*** Exercise material Section Begins ***

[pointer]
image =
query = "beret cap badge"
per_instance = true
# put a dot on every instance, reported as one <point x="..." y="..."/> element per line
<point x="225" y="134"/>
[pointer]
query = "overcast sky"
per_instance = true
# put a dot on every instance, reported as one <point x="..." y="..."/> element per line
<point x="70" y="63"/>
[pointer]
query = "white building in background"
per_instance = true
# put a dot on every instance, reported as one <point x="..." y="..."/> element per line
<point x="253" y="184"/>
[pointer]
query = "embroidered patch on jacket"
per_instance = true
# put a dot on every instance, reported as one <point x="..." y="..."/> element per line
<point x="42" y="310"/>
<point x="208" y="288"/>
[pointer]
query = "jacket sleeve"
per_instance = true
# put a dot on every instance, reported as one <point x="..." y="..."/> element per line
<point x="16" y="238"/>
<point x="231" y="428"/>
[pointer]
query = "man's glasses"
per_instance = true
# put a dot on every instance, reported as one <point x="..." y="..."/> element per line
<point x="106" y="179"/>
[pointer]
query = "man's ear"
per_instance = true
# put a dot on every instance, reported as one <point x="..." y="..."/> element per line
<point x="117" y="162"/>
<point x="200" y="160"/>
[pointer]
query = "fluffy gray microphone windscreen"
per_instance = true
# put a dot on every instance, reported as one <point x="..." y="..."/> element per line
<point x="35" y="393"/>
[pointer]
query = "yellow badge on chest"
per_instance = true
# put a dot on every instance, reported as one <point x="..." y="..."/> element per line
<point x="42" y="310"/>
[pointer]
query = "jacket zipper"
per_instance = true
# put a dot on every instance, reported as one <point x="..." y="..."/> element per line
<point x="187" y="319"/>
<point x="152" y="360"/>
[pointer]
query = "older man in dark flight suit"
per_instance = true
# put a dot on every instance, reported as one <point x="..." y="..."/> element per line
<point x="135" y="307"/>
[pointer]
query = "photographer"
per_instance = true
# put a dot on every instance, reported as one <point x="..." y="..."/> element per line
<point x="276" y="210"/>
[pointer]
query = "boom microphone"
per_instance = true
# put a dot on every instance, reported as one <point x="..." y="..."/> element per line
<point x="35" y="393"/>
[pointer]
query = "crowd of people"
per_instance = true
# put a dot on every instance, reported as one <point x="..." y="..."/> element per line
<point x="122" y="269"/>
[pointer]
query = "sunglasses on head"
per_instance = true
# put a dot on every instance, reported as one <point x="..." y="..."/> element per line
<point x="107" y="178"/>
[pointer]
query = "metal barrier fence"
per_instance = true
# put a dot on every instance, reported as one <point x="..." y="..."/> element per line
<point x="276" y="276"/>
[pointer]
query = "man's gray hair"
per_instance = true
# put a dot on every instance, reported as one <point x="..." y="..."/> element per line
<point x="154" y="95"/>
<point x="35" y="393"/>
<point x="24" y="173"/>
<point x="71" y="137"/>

*** Exercise material Section Ends ***

**About this exercise:** Search the records for the word "badge" and return every line that holds it.

**Response:**
query = "beret cap badge"
query = "yellow badge on chest"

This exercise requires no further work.